▸ Exercise:
Please output every entry below precisely as written.

▸ Material to process:
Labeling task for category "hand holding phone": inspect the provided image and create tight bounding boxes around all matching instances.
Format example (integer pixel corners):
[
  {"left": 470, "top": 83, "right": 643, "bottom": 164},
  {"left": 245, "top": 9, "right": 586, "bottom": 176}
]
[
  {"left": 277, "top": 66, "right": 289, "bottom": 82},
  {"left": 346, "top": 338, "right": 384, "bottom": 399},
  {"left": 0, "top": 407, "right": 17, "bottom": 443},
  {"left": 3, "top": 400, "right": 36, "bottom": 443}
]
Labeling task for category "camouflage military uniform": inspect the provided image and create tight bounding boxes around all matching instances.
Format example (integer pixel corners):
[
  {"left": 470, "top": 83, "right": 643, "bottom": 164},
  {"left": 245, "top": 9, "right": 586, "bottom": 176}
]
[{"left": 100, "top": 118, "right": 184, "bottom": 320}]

▸ Reply to the task:
Labeling task for category "hand holding phone": inspect the provided image and create tight bounding boxes around all matching instances.
Format example (integer pixel corners):
[
  {"left": 470, "top": 83, "right": 643, "bottom": 164},
  {"left": 245, "top": 9, "right": 586, "bottom": 176}
]
[
  {"left": 277, "top": 66, "right": 289, "bottom": 82},
  {"left": 346, "top": 338, "right": 384, "bottom": 399},
  {"left": 0, "top": 407, "right": 17, "bottom": 443},
  {"left": 3, "top": 400, "right": 36, "bottom": 443}
]
Labeling task for category "camouflage military uniform": inspect the provided image and create tight bounding boxes around all matching instances.
Format example (integer pixel corners):
[
  {"left": 470, "top": 83, "right": 643, "bottom": 164},
  {"left": 245, "top": 9, "right": 586, "bottom": 176}
]
[{"left": 100, "top": 118, "right": 184, "bottom": 320}]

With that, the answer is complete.